* [Extracted entries]:
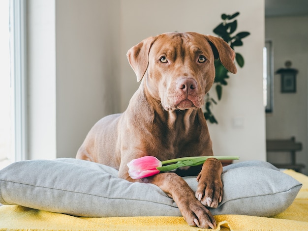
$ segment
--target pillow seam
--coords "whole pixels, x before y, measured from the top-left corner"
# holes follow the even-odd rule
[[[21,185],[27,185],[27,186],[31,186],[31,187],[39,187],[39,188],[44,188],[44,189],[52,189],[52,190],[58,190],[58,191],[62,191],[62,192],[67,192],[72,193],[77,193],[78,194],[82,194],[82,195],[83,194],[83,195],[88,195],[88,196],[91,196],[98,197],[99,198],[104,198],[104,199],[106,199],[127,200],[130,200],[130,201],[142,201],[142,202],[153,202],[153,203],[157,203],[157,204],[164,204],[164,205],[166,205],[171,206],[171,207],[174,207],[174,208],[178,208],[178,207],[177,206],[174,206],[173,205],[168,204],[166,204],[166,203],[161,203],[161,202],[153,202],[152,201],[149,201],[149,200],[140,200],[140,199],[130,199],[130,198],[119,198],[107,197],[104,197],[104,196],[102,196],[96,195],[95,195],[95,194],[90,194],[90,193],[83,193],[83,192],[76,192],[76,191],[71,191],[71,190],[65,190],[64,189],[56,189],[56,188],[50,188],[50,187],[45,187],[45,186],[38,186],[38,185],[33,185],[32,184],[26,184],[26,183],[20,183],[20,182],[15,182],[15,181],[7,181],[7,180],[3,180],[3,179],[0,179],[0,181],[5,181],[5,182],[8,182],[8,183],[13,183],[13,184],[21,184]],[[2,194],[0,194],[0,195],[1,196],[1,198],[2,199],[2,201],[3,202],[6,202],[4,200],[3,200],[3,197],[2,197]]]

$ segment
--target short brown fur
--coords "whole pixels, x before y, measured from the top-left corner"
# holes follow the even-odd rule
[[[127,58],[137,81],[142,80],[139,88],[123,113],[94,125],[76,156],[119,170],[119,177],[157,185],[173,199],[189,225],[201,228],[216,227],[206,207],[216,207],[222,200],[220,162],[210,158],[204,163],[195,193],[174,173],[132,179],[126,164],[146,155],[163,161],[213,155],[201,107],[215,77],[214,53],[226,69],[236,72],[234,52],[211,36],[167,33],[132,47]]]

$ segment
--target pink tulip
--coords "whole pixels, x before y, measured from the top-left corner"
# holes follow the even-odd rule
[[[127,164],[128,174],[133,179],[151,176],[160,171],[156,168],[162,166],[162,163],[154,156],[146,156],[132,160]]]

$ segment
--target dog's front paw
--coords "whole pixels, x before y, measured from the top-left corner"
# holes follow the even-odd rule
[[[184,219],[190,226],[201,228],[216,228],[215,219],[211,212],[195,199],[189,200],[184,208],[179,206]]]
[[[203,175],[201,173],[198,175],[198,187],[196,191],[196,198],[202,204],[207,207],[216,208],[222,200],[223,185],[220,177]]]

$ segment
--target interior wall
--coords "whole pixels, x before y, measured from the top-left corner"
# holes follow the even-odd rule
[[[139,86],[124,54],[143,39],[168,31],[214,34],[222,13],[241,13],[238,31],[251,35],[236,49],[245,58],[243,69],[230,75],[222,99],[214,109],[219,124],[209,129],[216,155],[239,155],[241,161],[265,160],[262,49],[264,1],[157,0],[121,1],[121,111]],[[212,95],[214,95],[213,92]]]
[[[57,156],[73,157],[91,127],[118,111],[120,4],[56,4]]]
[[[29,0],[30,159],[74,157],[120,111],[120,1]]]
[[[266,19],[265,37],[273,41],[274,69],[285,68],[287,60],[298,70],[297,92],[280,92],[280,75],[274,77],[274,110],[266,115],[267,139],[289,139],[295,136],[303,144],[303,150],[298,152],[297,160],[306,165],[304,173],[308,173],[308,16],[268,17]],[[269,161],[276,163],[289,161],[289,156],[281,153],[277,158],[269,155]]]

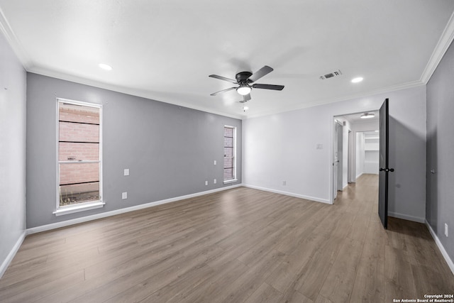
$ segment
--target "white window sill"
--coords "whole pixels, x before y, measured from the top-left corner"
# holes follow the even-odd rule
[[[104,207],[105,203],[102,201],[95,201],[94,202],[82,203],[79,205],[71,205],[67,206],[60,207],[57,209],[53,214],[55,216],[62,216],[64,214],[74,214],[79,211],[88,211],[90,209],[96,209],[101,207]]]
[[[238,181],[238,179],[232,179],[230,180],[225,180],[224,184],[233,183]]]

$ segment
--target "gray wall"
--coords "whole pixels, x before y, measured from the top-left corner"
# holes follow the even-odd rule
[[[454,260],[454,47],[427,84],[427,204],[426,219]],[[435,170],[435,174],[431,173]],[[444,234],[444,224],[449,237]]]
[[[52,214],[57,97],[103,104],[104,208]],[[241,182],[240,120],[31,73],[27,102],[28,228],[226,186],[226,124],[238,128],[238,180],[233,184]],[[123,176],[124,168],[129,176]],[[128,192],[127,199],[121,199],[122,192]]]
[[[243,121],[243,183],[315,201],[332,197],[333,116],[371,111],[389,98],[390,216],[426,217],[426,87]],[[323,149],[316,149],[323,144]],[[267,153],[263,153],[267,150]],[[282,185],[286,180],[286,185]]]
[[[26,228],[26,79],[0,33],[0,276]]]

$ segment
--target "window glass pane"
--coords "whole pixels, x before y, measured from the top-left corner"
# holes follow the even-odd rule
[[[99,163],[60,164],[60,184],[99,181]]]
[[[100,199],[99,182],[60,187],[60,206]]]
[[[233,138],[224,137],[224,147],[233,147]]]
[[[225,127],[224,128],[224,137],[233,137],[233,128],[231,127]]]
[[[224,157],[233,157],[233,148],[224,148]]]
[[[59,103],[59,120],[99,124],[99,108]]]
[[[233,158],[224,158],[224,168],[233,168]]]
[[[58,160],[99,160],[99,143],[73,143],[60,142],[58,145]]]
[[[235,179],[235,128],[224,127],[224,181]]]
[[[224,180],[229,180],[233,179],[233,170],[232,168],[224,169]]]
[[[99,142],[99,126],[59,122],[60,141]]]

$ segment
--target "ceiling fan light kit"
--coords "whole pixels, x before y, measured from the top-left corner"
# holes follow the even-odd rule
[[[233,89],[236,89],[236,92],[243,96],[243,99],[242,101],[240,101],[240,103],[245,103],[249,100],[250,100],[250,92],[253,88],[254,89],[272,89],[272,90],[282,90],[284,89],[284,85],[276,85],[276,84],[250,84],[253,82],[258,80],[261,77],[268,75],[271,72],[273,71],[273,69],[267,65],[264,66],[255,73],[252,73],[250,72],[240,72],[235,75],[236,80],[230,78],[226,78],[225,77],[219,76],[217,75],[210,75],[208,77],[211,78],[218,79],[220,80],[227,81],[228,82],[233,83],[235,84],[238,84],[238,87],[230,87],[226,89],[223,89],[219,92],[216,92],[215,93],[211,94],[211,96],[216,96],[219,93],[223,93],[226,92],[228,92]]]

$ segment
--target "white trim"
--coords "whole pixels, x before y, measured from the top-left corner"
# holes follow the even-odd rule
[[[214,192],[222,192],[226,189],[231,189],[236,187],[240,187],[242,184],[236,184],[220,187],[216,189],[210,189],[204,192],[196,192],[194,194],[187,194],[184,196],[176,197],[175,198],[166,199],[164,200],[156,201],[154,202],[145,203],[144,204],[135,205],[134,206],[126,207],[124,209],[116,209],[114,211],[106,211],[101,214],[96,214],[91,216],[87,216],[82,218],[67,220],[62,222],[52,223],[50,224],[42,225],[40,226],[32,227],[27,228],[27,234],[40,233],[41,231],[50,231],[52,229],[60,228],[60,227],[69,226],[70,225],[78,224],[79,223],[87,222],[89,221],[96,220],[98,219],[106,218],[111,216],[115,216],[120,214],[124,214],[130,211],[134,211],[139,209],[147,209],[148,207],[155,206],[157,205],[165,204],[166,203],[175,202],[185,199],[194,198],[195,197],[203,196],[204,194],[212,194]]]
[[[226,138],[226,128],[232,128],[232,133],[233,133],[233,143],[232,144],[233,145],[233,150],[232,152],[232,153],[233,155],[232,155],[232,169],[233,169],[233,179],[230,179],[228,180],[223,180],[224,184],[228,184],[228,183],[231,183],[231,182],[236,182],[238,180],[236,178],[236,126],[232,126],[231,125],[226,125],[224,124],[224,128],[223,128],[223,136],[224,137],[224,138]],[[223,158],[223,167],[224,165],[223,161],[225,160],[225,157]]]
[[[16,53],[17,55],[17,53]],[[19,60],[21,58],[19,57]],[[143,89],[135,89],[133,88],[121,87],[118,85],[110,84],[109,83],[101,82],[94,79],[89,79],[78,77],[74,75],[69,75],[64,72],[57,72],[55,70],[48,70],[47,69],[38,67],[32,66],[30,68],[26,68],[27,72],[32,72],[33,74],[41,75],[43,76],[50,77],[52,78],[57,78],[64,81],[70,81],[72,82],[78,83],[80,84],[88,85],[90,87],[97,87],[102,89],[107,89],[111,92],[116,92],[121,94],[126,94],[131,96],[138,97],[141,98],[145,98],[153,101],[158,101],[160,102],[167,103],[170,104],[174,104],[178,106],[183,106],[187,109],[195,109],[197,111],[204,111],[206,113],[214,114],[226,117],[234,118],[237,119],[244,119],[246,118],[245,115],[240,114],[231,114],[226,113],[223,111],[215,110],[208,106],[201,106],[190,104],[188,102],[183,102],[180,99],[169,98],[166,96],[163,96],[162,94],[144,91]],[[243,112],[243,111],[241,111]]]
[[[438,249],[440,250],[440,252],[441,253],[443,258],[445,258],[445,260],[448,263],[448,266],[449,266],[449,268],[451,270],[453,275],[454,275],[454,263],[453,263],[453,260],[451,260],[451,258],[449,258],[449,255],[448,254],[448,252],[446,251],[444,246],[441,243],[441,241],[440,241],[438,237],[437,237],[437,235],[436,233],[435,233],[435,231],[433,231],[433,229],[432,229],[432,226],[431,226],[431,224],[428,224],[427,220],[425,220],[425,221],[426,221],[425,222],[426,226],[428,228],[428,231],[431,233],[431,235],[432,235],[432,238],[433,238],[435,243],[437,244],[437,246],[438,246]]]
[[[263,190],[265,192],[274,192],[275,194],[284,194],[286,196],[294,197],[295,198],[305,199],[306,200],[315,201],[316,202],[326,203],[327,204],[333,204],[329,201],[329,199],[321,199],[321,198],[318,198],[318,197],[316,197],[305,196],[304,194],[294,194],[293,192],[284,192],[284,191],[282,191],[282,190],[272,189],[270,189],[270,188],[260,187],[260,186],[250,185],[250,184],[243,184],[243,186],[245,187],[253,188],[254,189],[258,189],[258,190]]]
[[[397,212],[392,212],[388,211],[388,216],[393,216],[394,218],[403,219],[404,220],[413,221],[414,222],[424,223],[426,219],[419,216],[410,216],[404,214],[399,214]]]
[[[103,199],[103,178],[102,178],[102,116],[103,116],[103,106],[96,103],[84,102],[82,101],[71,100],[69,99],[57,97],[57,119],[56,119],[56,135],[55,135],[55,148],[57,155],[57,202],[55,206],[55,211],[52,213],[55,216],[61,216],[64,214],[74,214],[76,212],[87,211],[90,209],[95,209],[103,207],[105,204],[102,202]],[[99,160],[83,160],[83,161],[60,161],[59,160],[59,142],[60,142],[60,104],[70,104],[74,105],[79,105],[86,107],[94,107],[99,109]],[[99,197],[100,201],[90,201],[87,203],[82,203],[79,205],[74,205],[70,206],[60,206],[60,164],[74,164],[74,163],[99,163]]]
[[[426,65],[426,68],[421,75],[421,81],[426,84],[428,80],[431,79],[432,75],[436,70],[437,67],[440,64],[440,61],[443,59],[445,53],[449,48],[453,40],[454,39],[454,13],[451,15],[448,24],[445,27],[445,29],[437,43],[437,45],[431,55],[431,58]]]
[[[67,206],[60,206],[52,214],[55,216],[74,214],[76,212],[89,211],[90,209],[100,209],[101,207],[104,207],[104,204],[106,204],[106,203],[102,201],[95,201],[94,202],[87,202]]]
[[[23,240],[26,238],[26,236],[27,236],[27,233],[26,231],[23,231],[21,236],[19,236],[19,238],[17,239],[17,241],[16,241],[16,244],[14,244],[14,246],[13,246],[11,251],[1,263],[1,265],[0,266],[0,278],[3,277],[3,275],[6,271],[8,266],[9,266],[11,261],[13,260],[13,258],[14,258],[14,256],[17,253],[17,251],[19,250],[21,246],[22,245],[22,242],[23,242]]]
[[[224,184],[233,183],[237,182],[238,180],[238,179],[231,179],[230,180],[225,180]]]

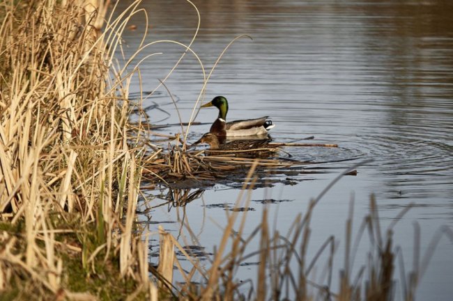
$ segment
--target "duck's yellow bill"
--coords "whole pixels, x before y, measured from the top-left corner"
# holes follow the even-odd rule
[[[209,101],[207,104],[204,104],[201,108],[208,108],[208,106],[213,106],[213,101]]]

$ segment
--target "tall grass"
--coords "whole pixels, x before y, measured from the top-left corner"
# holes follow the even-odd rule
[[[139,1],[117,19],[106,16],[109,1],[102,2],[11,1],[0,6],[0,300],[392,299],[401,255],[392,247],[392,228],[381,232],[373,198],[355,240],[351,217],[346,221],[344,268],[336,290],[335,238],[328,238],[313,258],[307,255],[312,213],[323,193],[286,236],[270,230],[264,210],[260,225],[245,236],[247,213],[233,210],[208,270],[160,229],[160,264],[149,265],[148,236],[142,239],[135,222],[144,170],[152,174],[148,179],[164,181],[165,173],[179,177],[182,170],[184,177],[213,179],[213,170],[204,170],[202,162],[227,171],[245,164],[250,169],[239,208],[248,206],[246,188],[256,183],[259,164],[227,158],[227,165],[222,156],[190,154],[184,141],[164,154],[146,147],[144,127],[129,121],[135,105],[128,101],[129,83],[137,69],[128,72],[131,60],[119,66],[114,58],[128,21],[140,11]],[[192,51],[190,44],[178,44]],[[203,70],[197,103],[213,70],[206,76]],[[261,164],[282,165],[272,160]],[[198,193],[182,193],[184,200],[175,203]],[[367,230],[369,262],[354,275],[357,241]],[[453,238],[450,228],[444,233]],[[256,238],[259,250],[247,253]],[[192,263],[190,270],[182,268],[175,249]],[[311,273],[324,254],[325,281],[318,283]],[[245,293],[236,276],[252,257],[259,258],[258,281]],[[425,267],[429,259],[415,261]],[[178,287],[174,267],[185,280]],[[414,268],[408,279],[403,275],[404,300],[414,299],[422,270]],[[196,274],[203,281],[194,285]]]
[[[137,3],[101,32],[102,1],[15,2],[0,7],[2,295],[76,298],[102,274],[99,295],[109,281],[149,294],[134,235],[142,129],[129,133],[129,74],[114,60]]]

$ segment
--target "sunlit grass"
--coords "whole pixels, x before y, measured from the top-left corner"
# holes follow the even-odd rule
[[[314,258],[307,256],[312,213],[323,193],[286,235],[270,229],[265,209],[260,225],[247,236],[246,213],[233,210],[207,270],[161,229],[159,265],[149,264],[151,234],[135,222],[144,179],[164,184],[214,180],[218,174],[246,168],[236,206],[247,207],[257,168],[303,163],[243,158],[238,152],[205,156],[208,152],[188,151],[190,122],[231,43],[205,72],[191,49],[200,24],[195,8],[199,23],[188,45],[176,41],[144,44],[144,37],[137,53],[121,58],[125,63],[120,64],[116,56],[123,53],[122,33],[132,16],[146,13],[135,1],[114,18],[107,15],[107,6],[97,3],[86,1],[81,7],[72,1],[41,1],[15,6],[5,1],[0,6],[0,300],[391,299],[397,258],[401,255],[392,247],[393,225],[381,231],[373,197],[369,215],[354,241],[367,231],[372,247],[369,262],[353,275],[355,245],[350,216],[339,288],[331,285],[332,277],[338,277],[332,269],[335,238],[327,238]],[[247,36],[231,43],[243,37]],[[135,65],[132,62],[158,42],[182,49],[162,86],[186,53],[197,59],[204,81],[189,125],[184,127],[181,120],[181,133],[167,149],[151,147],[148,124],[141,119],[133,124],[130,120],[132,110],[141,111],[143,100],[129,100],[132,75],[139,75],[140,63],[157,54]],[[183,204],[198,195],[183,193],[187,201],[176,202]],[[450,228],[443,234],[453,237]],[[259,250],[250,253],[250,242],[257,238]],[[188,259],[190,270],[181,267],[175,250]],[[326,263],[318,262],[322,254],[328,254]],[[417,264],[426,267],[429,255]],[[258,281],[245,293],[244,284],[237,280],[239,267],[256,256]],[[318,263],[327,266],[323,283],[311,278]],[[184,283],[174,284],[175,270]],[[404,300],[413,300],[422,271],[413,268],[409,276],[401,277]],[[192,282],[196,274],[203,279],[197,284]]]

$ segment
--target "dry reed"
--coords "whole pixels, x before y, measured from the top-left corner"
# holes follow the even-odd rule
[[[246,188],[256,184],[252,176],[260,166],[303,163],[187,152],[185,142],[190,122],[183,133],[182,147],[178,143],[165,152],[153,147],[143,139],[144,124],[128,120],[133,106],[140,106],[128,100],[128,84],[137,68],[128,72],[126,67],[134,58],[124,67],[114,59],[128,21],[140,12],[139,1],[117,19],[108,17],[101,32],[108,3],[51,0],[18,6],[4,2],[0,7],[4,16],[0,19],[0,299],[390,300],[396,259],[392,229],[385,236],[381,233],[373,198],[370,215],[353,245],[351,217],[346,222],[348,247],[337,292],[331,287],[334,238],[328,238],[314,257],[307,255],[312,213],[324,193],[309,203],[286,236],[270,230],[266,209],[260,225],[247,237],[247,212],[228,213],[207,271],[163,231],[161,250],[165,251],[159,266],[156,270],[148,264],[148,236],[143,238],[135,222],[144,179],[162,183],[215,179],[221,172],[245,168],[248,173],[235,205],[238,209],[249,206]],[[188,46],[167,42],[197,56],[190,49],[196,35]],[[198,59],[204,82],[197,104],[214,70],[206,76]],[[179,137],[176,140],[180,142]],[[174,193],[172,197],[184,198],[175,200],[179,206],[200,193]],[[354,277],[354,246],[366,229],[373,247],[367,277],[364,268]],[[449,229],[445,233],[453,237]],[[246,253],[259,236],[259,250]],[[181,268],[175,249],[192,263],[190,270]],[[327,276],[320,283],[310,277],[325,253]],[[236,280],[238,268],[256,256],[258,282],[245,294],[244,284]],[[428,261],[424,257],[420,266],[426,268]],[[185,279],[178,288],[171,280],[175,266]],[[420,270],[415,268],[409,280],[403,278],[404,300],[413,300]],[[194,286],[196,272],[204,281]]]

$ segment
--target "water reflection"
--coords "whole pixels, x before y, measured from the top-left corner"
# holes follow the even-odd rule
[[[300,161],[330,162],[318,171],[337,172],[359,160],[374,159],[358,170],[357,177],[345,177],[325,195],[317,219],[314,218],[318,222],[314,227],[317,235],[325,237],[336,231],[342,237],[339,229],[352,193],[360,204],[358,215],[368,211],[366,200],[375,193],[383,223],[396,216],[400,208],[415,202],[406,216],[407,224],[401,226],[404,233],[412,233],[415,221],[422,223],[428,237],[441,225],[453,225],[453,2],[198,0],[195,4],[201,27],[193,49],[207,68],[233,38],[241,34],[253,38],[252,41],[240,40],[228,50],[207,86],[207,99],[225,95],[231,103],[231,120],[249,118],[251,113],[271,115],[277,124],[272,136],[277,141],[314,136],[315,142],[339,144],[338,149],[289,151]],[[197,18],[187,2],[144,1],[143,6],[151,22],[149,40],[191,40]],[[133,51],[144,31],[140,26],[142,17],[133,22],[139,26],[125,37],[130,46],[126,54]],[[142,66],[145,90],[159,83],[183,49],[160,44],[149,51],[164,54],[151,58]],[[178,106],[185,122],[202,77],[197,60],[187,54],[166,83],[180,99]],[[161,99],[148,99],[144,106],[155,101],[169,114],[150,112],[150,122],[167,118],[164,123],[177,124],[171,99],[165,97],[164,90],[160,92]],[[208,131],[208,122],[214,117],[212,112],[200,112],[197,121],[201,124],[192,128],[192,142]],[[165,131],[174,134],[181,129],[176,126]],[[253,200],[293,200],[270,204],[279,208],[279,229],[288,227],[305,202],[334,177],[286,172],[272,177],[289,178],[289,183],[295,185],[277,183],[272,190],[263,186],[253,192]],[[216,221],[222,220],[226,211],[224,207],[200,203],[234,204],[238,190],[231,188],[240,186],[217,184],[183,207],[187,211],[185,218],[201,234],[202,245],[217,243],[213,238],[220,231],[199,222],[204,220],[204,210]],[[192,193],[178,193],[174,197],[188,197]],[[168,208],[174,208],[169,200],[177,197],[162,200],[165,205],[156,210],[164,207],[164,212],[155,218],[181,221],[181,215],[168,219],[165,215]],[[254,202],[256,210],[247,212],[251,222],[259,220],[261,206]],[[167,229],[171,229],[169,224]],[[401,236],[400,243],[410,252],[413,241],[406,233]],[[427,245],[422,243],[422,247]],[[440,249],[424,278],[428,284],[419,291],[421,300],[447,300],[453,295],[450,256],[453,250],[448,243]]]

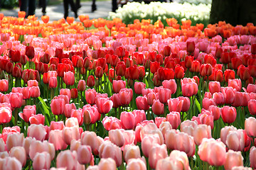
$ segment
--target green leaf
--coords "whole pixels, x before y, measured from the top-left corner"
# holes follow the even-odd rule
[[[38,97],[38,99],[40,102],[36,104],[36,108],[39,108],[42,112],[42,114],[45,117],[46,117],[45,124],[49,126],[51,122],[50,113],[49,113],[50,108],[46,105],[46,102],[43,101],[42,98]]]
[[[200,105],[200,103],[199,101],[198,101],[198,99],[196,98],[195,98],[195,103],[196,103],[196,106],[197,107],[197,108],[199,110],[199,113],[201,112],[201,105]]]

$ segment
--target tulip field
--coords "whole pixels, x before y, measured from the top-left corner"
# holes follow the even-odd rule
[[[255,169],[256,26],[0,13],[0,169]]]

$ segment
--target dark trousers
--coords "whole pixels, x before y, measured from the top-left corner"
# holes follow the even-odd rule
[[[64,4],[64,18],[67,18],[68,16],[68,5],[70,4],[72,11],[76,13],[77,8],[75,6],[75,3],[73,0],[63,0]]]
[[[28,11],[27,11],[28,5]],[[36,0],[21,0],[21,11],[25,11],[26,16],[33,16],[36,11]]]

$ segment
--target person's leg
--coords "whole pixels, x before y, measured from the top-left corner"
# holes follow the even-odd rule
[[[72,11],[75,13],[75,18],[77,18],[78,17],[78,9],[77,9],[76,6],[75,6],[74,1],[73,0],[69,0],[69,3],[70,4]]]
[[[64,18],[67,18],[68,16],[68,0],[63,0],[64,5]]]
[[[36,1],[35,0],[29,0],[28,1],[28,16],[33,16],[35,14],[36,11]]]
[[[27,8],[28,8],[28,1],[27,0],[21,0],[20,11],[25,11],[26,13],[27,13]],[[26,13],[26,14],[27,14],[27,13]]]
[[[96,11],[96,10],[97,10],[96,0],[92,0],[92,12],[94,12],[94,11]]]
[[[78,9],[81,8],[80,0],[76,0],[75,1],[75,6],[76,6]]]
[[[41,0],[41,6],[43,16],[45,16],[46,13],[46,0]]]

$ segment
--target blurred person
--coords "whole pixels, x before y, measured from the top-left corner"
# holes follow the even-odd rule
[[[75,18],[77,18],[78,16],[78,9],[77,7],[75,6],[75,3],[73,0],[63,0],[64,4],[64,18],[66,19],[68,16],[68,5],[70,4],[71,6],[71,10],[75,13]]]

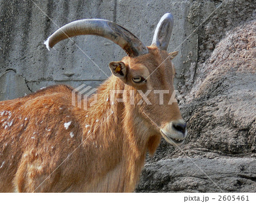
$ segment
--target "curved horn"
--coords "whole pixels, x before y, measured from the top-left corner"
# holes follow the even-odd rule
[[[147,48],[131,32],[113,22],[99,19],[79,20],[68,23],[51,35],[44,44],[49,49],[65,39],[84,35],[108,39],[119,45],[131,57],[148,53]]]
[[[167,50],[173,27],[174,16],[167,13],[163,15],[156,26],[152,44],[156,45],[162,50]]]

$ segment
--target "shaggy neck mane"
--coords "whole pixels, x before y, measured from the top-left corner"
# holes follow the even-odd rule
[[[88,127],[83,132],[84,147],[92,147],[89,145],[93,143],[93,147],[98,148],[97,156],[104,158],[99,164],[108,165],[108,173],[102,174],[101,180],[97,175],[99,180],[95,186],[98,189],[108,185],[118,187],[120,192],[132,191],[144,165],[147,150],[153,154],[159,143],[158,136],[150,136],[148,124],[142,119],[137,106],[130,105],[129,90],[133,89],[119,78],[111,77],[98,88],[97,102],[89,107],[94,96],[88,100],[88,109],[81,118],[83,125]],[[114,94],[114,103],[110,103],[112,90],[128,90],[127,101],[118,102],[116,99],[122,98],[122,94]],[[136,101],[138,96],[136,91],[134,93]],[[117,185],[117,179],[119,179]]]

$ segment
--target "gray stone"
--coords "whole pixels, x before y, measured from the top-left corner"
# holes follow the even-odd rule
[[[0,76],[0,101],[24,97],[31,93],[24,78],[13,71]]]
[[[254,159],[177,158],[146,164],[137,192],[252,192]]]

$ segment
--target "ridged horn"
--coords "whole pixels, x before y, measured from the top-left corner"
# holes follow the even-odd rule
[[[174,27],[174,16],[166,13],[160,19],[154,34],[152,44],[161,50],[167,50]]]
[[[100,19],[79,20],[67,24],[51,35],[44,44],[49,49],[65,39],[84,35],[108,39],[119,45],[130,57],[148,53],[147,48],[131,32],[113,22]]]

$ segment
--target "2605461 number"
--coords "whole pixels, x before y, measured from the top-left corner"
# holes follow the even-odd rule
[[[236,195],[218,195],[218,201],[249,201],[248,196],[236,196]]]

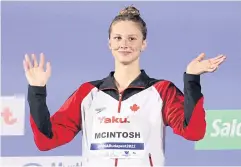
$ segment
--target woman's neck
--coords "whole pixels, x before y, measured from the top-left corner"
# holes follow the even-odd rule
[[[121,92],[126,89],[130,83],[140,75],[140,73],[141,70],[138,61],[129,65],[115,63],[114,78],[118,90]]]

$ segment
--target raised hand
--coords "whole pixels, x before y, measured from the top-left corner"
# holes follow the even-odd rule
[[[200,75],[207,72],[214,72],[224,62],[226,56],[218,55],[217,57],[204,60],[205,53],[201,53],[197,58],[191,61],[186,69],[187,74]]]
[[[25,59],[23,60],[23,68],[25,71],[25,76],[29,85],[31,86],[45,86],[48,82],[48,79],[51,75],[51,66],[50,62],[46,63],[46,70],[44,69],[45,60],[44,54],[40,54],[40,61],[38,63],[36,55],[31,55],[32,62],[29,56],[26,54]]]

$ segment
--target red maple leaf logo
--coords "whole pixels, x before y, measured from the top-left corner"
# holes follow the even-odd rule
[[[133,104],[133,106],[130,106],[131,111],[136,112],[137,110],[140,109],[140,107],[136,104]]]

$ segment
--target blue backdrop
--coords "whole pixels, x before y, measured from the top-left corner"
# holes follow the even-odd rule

* [Exercise prompt]:
Please show every line in the entries above that contains the string "horn", copying each line in full. Count only matches in the same case.

* [Output of the task]:
--target "curved horn"
--target "ridged horn"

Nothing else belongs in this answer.